=== Task objective ===
Could you output the lines below word for word, keeping each one in its original order?

=== Provided data ===
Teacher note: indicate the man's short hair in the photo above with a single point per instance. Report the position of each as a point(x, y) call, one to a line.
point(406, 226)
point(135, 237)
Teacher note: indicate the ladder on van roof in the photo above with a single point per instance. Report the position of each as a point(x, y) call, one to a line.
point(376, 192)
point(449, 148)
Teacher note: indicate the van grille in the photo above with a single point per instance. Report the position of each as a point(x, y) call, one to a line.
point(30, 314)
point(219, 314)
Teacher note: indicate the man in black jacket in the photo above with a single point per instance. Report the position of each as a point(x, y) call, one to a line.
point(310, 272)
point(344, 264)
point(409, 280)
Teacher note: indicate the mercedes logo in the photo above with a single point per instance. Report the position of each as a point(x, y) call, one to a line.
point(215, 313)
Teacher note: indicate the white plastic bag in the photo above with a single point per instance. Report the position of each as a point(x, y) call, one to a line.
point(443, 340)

=== Finished task ===
Teacher note: indicate the man's short hair in the photo above with a single point per instance. Report the position of each as a point(x, y) call, one to a line.
point(406, 226)
point(135, 237)
Teacher note: indicate the ladder on van roof in the photo above with a single point per instance. Report the position of each as a point(x, y) call, one to a line.
point(376, 192)
point(449, 148)
Teacher note: indicate the van grille in the photo above with a single point per instance. Report the position of each as a point(x, y) call, one to a line.
point(30, 314)
point(219, 314)
Teacher note: indicate the man in black jacket in the photo above with a single point per instance. Report the position of each as a point(x, y) call, one to a line.
point(310, 272)
point(344, 264)
point(409, 280)
Teacher note: indicate the mercedes logo in the photo above with a single point per instance. Report the position of each as a point(x, y) call, one to a line.
point(215, 313)
Teacher note: indicate the white plastic bag in the photo above with a single point per instance. Report the position of each as a point(x, y) call, one to a line.
point(443, 340)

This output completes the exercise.